PASSAGE SHOWN =>
【SI152笔记】part4:无约束非线性规划

SI152: Numerical Optimization

Lec 9: Nonlinear Programming,Line Search Method

Fundamentals for nonlinear unstrained optimization

Theorem 1 (Mean Value Theorem)
Given \(f \in C\), \(x \in\mathbb{R}^n\), and \(d\in\mathbb{R}^n\), there exists \(\alpha\in(0, 1)\) such that $$f(x + d) = f(x) + \nabla f(x + αd)^T d$$

Theorem 2 (Taylor’s Theorem)
Given \(f \in C^2\), \(x \in\mathbb{R}^n\), and \(d\in\mathbb{R}^n\), there exists \(\alpha\in(0, 1)\) such that $$f(x + d) = f(x) + \nabla f(x)^T d + \frac{1}{2}d^T \nabla^2 f(x + αd) d$$

Definition 3 (Convex function)
A function \(f : \mathbb{R}^n \to \mathbb{R}\) is convex if for all \({x1, x2} \subset \mathbb{R}^n\) and \(α \in [0, 1]\) we have

\[f(αx_1 + (1 − α)x_2) \leq αf(x_1) + (1 − α)f(x_2) \]

  • \(f\) is concave if \(−f\) is convex.
  • strictly convex: if for x1 = x2, the above inequality holds strictly.
  • If \(f : \mathbb{R}^n \to \mathbb{R}\) is convex, then it is continuous.
  • Addition, Maximization, Composition, preserving convexity.

Definition 4
The epigraph of \(f\) is \(\mathsf{epi}(f) := \{(x, z) : x \in X , z \in R, \text{and } f(x) ≤ z\}\).
\(\mathsf{dom}(f) := \{x | x\in X \text{ and } f(x) < \infty \}\).

DATA PROVIDED =>
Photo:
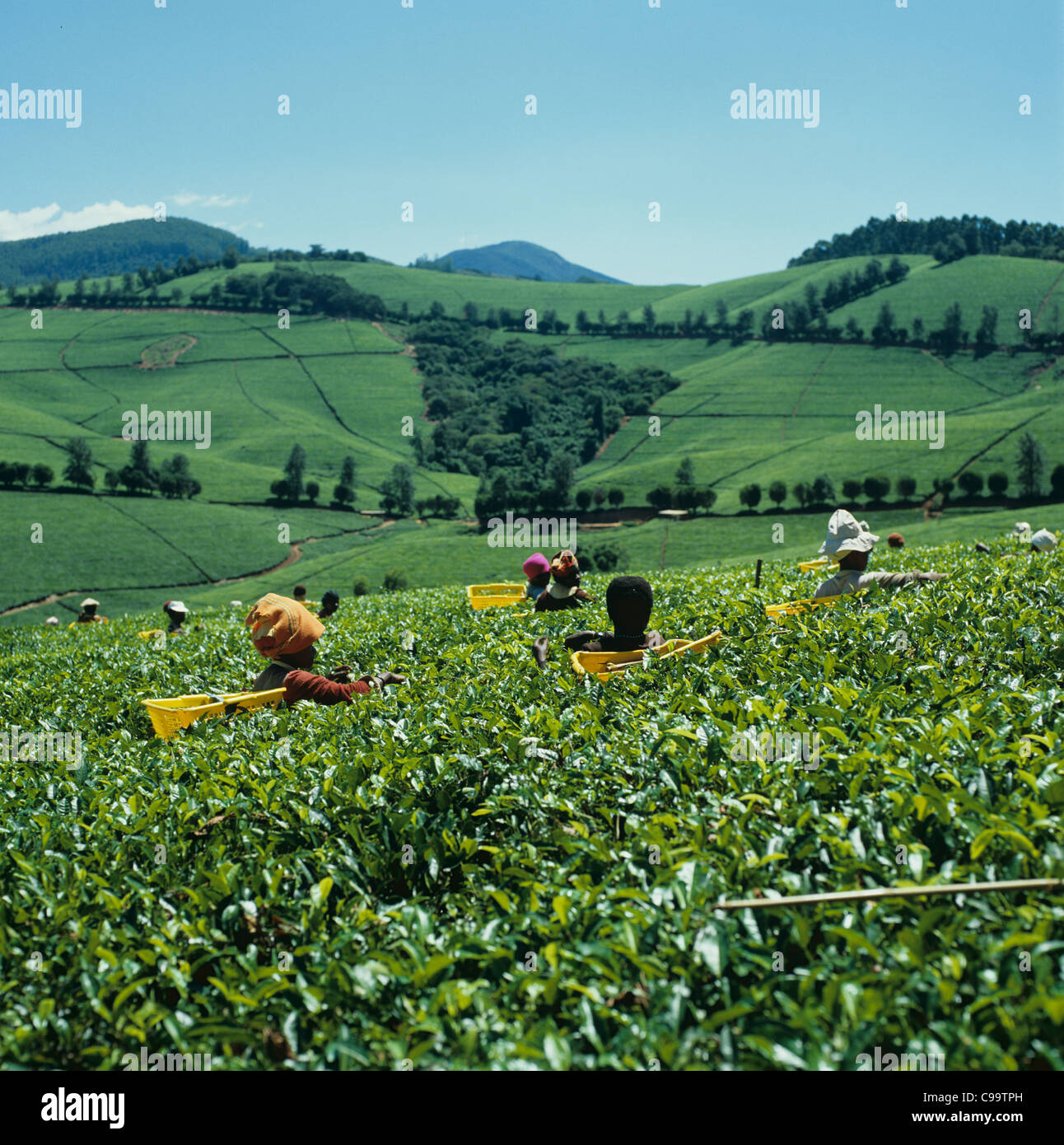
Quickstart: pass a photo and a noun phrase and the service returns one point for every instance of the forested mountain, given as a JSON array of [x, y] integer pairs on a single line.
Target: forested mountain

WHAT TO DO => From the optimization notes above, extract the passage that runs from "Given \(f \in C\), \(x" up to and including "3 (Convex function)".

SOLUTION TO THIS TASK =>
Given \(f \in C\), \(x \in\mathbb{R}^n\), and \(d\in\mathbb{R}^n\), there exists \(\alpha\in(0, 1)\) such that $$f(x + d) = f(x) + \nabla f(x + αd)^T d$$

Theorem 2 (Taylor’s Theorem)
Given \(f \in C^2\), \(x \in\mathbb{R}^n\), and \(d\in\mathbb{R}^n\), there exists \(\alpha\in(0, 1)\) such that $$f(x + d) = f(x) + \nabla f(x)^T d + \frac{1}{2}d^T \nabla^2 f(x + αd) d$$

Definition 3 (Convex function)